• Extract
+ + + + + + +
An Open Digital Global South: Risks and Rewards

UC Davis Law School, Room 1001

May 25-26, 2017

Click here to watch the conference recordings.

DAY 1: FRAMING SCIENTIFIC OPENNESS & PUBLISHING

9:30-10:00 || Welcoming Remarks by Dean Elizabeth Spiller & MacKenzie Smith — video

10:00-11:00 || Keynote — video

Kavita Phillip, UC Irvine, History, ““A dose of rum and a few rupees”: Revisiting the Romance of the Commons” SLIDES

11:00-12:30 || Situating Open Access in the Global South — video

Open Access can and has been approached and implemented in many ways to serve its diverse constituencies. Similarly, participation in Open Access scholarship takes many forms, whether in readers’ use, re-use, and engagement, or in authors’ publication and sharing. How are multiple models of OA being considered to reflect the different needs of open access’ participants, particularly in the global south? When and how do open policies and practices improve global participation in both the production and consumption of open scholarship? How, for instance, does the adoption of APC-funded open access affect authors around the globe?

  • Chair: Michael Wolfe (UC Davis, Library)
  • Laura Czerniewicz (University of Cape Town, Centre for Innovation in Learning and Teaching)
  • Arianna Becerril (Redalyc, Autonomous University of the State of Mexico) “A Non-Commercial, Cooperative and Sustainable Open Access Model in Latin America”
  • Conrad Omonhinmin (Covenant University, Biological Sciences) “Situating Open Access in the Global South:  A Nigerian University Perspective” SLIDES
  • Solange Santos (SciELO/FAPESP) “SciELO Network: Combining internationalization and priorities of nationally published journals” SLIDES
  • Jingfeng Xia (East Stroudsberg University, Library) SLIDES

1:30-3:00 || What is Predatory Publishing? Questioning the Critique of Open Access Journals — video

To critics of OA journals whose APC-based business model are seen as evidence of dubious publishing ethics, the Global South provides something of a “perfect storm,” a scenario in which unscrupulous publishers prey on practitioners likely to be enticed by the low APC charged by these OA journals or the lack of rigorous peer review. Casting the Global South as the perfect prey is, we believe, part of a broader trend within the discourse of global OA publishing. As activists, watchdogs, and research integrity experts take the central stage of OA debates, there has been increasing use of predator-prey language, and of moralizing critiques of current publishing scenarios. To some extent, this powerful rhetoric has foreclosed empirical questions about academic and publishing markets, and about past, ongoing, and novel North-South hierarchies that these markets derive from and now sustain. This panel wants to replace moralizing narratives with evidence-based discussions into the realities of so-called “predatory journals,” ask how predatory these journals really are, who exactly are their prey and beneficiaries and, more broadly, what the future of OA publishing in the Global South could and should be.
+ + + + + + +
• Given information
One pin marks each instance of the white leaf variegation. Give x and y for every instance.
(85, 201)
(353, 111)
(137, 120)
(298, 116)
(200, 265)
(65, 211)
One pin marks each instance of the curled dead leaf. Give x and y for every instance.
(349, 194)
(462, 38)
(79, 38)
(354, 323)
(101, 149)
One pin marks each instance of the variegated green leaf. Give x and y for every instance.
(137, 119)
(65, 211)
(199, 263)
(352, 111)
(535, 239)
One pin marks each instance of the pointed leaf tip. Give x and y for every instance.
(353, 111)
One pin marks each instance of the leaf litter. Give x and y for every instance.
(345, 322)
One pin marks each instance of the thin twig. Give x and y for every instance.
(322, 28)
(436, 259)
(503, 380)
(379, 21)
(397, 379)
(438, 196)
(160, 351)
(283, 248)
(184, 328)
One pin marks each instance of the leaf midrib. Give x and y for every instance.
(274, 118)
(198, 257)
+ + + + + + +
• Activity A
Rewrite the paragraph in the conference program that begins "To critics of OA journals" as a short bulleted list that keeps its main facts.
• Activity B
Output the conference program between "Kavita Phillip, UC" and "(UC Davis, Library)", inclusive.
• Activity C
Summarize the conference program in two sentences.
The listing comes from a separate source.

• Expected answer A
- Critics of OA journals see the APC-based business model as evidence of dubious publishing ethics. To them, the Global South is a "perfect storm," where unscrupulous publishers prey on practitioners drawn by low APCs or the lack of rigorous peer review.
- The panel sees this casting of the Global South as prey as part of a broader trend in global OA publishing discourse.
- As activists, watchdogs, and research integrity experts take center stage, predator-prey language and moralizing critiques have become more common.
- This rhetoric has partly foreclosed empirical questions about academic and publishing markets and the North-South hierarchies those markets derive from and sustain.
- The panel aims to replace moralizing narratives with evidence-based discussion of so-called "predatory journals." It asks how predatory they are, who their prey and beneficiaries are, and what the future of OA publishing in the Global South could and should be.

• Expected answer B
Kavita Phillip, UC Irvine, History, ““A dose of rum and a few rupees”: Revisiting the Romance of the Commons” SLIDES

11:00-12:30 || Situating Open Access in the Global South — video

Open Access can and has been approached and implemented in many ways to serve its diverse constituencies. Similarly, participation in Open Access scholarship takes many forms, whether in readers’ use, re-use, and engagement, or in authors’ publication and sharing. How are multiple models of OA being considered to reflect the different needs of open access’ participants, particularly in the global south? When and how do open policies and practices improve global participation in both the production and consumption of open scholarship? How, for instance, does the adoption of APC-funded open access affect authors around the globe?

  • Chair: Michael Wolfe (UC Davis, Library)

• Expected answer C
The conference program is for An Open Digital Global South: Risks and Rewards, held May 25-26, 2017, in Room 1001 at UC Davis Law School, and Day 1 is devoted to framing scientific openness and publishing. After welcoming remarks and a keynote by Kavita Phillip, the day has a panel on situating Open Access in the Global South and a panel questioning the critique of open access journals as predatory publishing.